How many lines in the records below contain the word "segmentation"? Case matters, and your reply should be the number alone.

* begin Extracted material *

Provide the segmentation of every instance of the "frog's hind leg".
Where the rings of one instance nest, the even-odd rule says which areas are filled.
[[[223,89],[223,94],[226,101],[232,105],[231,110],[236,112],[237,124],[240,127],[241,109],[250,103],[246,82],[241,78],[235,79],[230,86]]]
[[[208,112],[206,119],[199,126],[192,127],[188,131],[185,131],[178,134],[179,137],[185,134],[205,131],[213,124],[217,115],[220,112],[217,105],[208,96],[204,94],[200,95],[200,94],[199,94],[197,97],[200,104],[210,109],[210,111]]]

* end Extracted material *
* begin Extracted material *

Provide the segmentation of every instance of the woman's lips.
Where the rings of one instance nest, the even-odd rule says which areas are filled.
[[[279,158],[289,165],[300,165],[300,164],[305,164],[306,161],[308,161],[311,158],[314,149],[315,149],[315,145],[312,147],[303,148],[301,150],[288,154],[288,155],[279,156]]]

* end Extracted material *

## Task solution
2